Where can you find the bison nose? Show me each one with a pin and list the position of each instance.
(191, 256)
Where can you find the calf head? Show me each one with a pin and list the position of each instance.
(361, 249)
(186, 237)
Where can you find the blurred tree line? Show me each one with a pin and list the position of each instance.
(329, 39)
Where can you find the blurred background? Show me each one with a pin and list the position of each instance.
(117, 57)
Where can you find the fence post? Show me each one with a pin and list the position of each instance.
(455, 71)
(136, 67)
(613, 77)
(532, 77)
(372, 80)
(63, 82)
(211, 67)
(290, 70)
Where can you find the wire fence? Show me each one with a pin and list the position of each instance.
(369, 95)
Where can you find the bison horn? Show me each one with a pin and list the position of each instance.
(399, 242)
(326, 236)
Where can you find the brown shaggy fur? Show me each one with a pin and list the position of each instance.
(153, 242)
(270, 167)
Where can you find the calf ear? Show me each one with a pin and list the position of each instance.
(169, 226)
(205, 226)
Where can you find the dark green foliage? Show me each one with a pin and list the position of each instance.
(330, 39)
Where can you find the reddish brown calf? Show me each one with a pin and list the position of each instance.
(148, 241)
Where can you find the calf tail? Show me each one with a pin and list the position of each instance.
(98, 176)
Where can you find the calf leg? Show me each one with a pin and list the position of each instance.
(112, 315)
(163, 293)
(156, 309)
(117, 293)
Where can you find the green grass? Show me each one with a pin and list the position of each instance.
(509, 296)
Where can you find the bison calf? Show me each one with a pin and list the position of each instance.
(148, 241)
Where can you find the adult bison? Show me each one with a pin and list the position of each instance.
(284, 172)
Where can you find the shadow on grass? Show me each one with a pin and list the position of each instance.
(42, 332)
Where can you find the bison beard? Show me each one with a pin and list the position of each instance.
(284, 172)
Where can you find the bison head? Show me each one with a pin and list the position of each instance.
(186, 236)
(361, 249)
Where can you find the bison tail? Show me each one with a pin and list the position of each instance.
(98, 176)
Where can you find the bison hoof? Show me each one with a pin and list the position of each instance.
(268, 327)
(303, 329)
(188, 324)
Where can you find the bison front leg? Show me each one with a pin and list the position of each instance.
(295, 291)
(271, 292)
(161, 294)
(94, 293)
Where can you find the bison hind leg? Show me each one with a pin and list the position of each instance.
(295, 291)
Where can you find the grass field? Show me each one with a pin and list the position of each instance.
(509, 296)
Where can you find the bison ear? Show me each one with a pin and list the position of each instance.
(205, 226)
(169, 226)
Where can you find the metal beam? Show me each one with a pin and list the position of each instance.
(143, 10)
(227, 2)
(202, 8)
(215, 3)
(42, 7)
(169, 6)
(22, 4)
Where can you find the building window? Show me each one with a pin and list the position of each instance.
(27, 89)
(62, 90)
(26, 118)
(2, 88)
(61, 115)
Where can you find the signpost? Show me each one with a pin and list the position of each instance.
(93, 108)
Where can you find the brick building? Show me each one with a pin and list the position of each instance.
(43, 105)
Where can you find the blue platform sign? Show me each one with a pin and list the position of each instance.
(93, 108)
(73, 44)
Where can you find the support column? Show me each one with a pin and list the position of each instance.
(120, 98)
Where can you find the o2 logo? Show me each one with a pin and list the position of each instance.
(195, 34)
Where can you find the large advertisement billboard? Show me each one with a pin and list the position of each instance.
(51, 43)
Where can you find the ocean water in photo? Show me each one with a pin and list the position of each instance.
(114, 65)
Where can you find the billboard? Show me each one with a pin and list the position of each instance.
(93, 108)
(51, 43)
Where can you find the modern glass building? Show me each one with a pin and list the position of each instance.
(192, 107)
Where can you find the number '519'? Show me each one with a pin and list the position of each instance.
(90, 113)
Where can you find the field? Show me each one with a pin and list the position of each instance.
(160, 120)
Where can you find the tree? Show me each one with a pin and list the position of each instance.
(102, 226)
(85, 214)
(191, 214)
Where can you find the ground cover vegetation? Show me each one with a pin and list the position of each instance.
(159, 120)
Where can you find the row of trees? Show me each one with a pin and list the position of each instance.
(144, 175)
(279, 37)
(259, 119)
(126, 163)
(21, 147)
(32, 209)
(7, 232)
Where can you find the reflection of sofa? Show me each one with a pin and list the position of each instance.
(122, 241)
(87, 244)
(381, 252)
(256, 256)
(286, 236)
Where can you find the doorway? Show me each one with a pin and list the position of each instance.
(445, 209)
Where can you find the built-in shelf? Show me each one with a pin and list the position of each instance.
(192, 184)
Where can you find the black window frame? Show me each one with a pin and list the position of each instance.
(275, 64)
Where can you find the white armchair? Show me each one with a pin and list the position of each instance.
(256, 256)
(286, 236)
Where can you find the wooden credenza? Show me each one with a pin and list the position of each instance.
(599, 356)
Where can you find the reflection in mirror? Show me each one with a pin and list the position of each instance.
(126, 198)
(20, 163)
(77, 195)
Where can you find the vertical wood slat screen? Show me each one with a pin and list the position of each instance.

────

#### [How to complete this task]
Return, unchanged, each line from the line containing "Where can you find the doorway?" through the last line of the material.

#### [Written response]
Where can you find the doorway? Show me each one with a pin and list the position of each instance.
(445, 209)
Where can you find the built-in shelf? Show me each one with a pin and list the position of each instance.
(192, 184)
Where can you find the black window frame? Show me each one with a pin and list the position of each instance.
(275, 64)
Where can you find the white armchair? Show me each one with a pin and list the position of each instance.
(256, 256)
(286, 236)
Where can you find the wooden credenza? Show me each one with a pin and list the position of each instance.
(599, 356)
Where can you find the reflection in mirror? Show me each one with a pin and list the position of each instance.
(126, 198)
(20, 163)
(77, 195)
Where can you find the vertical wood slat screen? Show me each one with a pin and list the position of each instance.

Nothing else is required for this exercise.